Start Extract
Similar to SageMaker
Training jobs in containers
Model deployment
Feature store

Databricks:

Data + ML platform
Notebooks in containers
Spark clusters (ephemeral)
MLflow integration

Azure ML:

Microsoft's ML platform
Compute instances/clusters
Training jobs
Model deployment

All use containerisation and ephemeral compute.

MLOps Tools

Experiment Tracking:

Weights & Biases: Log metrics from containers
MLflow: Track experiments, models, parameters
TensorBoard: Visualize training

Model Serving:

TorchServe: PyTorch model serving
TensorFlow Serving: TensorFlow models
Seldon Core: Multi-framework serving on K8s
BentoML: Package models as APIs

Workflow Orchestration:

Airflow: Data pipeline orchestration
Kubeflow: ML workflows on Kubernetes
Prefect: Modern workflow engine

All deploy workloads in containers.

Best Practices from Industry

1. Immutable Infrastructure

Principle: Never modify running systems. Replace with new version.

DS01:

# Don't: Modify running container
container-run my-project
pip install new-package  # Bad: Not reproducible

# Do: Update image, recreate container
image-update                  # Add package via interactive GUI
container-retire my-project
container-deploy my-project

Production equivalent:

Blue/green deployments: Run two identical environments ("blue" = current, "green" = new). Deploy changes to green, test it, then switch traffic. If something breaks, instantly switch back to blue. You never modify blue while it's serving users.
Rolling updates: Instead of updating all servers at once (risky), update them one-by-one. If server #3 fails after update, stop the rollout - servers #4-10 still run the old version. Users experience zero downtime.
No SSH into production: Never log into a running server to "fix" something. That fix isn't reproducible, isn't tracked, and will vanish when the server restarts. Instead, fix it in code, build a new image, and deploy that image.
End Extract
Start Material for the task
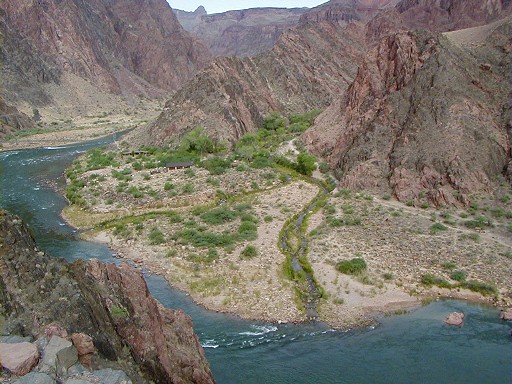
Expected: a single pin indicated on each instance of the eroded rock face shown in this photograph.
(111, 304)
(418, 103)
(116, 44)
(161, 340)
(506, 314)
(19, 358)
(240, 33)
(303, 71)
End Material for the task
## Problems and tasks:
a – Copy the records word for word, leaving out the pictures.
b – Carry on the notes on ML platforms and MLOps best practices from their last line.

## Answers for the exercise:
a –
Expected: a single pin indicated on each instance of the eroded rock face shown in this photograph.
(111, 304)
(418, 103)
(116, 44)
(161, 340)
(506, 314)
(19, 358)
(240, 33)
(303, 71)

b –
2. Everything in Version Control

DS01:

~/workspace/my-project/
├── .git/               # Code in Git
├── Dockerfile          # Environment in Git
├── requirements.txt    # Dependencies in Git
├── src/                # Source code in Git
└── README.md           # Documentation in Git

Production equivalent:

Application code in Git: Every line of code is tracked. You can see who changed what, when, and why. You can revert bad changes. Multiple people can work on the same codebase without overwriting each other.
Infrastructure as Code (Terraform, CloudFormation): Your servers, databases, and networks are defined in code files, not clicked together in a web console. Need 10 identical servers? Change count = 10 and run terraform apply. The entire infrastructure is reproducible and auditable.
CI/CD configs: Your build and deployment process is also in Git. A .github/workflows/deploy.yml file defines exactly how code goes from commit to production. No manual steps, no tribal knowledge, no "ask Dave how to deploy".
Documentation: READMEs, architecture diagrams, and runbooks live alongside the code. When the code changes, the docs change in the same commit. Documentation that lives in a wiki gets stale; documentation in the repo stays current.

3. Observability

DS01:

# Logs
docker logs container-name

# Metrics
container-stats

# GPU monitoring
nvidia-smi

Production:

Logging (ELK stack, CloudWatch): Every application writes structured logs (JSON, not plain text). These flow to a central system where you can search across thousands of containers: "show me all errors from the payment service in the last hour". ELK = Elasticsearch (storage) + Logstash (processing) + Kibana (visualisation).
Metrics (Prometheus, Datadog): Numeric measurements collected every few seconds: request latency, error rates, CPU usage, queue depth. Displayed on dashboards so you can see trends. "Response time increased 50% after yesterday's deploy" - you'd never spot this in logs.
Tracing (Jaeger, X-Ray): Follow a single request as it travels through multiple services. User clicks "buy" → API gateway → auth service → payment service → inventory service → notification service. Tracing shows you exactly where the 2-second delay is happening.
Alerting (PagerDuty, Opsgenie): Automated systems that wake you up at 3am when something breaks. "Error rate > 5% for 5 minutes" → page the on-call engineer. Connects to your phone, escalates if you don't respond, tracks incident resolution.

4. Least Privilege

DS01:

User namespace isolation (not root on host)
Resource limits (can't monopolise)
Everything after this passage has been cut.